**SOURCE PASSAGE:**

◆ ◆ ◆ ◆ ◆ ◆ ◆

# I'm gonna have a baby!



## VE319 (Jan 19, 2009)

I met Daisy today she is 4 weeks old.
I can't wait to bring her home.
It was such a tough choice in which one to pick.
There was a chocolate girl that was beautiful too, but Daisy just seemed to win us over. If I could have, I would have took two!


----------



## TobyBaby (Mar 8, 2008)

Congratulations! She is absolutely adorable. Cute name.


----------



## mintchip (Apr 19, 2007)

Awwwwwww! Congratulations!


----------



## Sheri (Oct 11, 2008)

Congratulations! She's so pretty!


----------



## Lina (Apr 26, 2007)

Congrats! She's adorable.


----------



## rdanielle (Sep 2, 2008)

Congrats! She's a doll!


----------



## Hav a lot of pets (Apr 4, 2008)

Welcome!
Is that the little chocolate girl in the background asking for you to take her home too???

Karen


----------



## trueblue (Jan 22, 2008)

Good choice  Daisy is cute as can be...love her little eyebrows.


----------



## davetgabby (Dec 29, 2007)

oh the tortuous wait begins. She's a doll .


----------



## Havtahava (Aug 20, 2006)

Look at that mug! What a cutey.


----------



## pjewel (Apr 11, 2007)

I was thinking the same thing. Now comes the hard part -- tick tock, tick tock. She's adorable. I agree with you, it must have been tempting to take two. I'm such a nut, I probably would have.


----------



## mellowbo (Aug 12, 2007)

What a cutie patootie! I would have wanted to take 2 too!
Carole


----------



## irnfit (Nov 21, 2006)

Sooooo cute! And welcome.


----------



## hedygs (May 23, 2007)

Welcome! She is so sweet. Let the buying begin.


----------



## Eva (Jun 20, 2008)

She is adorable!

◆ ◆ ◆ ◆ ◆ ◆ ◆

**PROVIDED DATA:**
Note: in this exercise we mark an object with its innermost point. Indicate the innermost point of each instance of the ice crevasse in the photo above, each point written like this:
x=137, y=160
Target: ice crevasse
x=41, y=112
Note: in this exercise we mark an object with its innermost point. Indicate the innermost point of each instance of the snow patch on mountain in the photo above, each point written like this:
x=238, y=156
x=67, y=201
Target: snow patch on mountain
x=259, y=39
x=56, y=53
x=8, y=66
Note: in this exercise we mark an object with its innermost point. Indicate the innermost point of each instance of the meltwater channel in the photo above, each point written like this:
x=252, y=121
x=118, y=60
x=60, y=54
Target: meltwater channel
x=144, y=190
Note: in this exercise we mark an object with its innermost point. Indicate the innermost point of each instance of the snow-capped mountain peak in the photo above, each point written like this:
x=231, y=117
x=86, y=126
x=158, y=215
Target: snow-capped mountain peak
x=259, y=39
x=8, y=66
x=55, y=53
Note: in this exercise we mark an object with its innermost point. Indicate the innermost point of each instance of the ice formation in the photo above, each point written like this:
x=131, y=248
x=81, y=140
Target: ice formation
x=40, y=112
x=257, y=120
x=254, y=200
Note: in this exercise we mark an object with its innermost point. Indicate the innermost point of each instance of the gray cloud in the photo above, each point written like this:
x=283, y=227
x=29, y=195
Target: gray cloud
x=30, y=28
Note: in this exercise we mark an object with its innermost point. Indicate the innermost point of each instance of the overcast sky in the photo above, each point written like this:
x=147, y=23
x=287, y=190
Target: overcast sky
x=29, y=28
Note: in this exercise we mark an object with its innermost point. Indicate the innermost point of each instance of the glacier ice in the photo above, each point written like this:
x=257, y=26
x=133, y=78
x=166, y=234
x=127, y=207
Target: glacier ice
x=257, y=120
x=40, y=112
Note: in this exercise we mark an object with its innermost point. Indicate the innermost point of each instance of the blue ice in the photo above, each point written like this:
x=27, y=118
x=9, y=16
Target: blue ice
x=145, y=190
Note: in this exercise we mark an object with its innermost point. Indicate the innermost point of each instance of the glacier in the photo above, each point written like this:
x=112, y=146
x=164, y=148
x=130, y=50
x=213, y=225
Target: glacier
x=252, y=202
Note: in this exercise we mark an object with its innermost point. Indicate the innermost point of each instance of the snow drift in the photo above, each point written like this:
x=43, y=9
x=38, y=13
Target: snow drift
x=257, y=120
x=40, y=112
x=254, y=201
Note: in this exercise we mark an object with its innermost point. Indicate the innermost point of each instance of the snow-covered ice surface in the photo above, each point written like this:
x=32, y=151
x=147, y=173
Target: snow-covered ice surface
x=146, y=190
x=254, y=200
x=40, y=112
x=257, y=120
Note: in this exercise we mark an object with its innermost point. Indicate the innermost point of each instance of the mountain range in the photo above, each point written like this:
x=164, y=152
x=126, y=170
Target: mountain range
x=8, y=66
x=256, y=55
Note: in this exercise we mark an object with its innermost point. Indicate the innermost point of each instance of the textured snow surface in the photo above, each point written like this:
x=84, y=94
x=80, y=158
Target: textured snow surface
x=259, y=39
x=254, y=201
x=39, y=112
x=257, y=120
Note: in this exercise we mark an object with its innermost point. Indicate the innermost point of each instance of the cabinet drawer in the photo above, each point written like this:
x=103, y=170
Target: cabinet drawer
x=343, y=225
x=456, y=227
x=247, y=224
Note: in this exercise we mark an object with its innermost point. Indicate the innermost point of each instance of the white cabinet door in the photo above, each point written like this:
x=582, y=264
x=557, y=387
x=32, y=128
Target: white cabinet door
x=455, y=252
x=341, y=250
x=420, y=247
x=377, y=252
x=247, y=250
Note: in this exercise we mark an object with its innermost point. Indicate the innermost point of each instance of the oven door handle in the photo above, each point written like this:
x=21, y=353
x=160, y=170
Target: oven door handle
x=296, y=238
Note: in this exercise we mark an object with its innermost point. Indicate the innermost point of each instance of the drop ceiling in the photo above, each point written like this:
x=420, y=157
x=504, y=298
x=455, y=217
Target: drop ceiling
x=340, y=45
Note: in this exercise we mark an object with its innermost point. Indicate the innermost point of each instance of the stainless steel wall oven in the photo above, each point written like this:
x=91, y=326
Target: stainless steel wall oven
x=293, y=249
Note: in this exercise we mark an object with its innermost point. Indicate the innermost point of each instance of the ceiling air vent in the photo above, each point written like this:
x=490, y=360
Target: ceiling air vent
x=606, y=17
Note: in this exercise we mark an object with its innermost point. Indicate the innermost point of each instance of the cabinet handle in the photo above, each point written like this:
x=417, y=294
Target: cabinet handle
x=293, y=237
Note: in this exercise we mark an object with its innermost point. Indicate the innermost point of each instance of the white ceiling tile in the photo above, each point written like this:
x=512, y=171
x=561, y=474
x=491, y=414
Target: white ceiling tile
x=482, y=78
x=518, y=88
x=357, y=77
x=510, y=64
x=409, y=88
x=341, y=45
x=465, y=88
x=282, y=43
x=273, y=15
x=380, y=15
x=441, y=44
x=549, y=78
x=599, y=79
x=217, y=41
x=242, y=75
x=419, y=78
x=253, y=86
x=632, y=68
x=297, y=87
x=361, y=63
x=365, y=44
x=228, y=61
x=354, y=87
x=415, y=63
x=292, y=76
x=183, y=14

◆ ◆ ◆ ◆ ◆ ◆ ◆

**THINGS TO DO:**
1. Return the part of the thread about Daisy from "There was a" to "(Mar 8, 2008)".
2. Summarize the thread about Daisy in two sentences.
3. Extend the thread about Daisy from where it stops.
The records are separate from the thread about Daisy.

**RESPONSES TO THE TASKS:**
1.
There was a chocolate girl that was beautiful too, but Daisy just seemed to win us over. If I could have, I would have took two!


----------



## TobyBaby (Mar 8, 2008)

2. VE319 met Daisy, a four-week-old, and can't wait to bring her home after a tough choice that included a beautiful chocolate girl, adding that they would have taken two if they could. Other members reply with congratulations and welcomes, call Daisy adorable, and two say they would have wanted to take two as well.

3.
Congratulations and welcome to the forum!


----------



## gelbergirl (Jun 9, 2007)

I look forward to you bringing Daisy home!
How much longer we gotta wait?
Let the shopping for toys and supplies begin!


----------



## Posh's Mom (Dec 20, 2007)

Yep she's a doll. Congrats and welcome!


----------



## Laurief (Nov 7, 2006)

She is beautiful!


----------



## Petaluna (May 9, 2008)

so cute, I would have made the same choice based on coloring, anyway, but how did you know she was "The One?" 

The one we are waiting on is 5 weeks and going to meet the brood next weekend. Several people posting here recently are also in the longest wait of their lives. . 

Congratulations! And everyone will want updates and pictures.....


----------



## ama0722 (Nov 28, 2006)

Congrats, she is adorable


----------



## Kathie (Jul 31, 2008)

What a cutie! This is going to be a long wait! Welcome to you and Daisy.


----------



## Poornima (Jun 29, 2007)

Welcome! She is so cute.


----------



## marb42 (Oct 19, 2008)

Congrats! She's so cute!
Gina


----------



## Leslie (Feb 28, 2007)

Such a pretty baby! Congratulations!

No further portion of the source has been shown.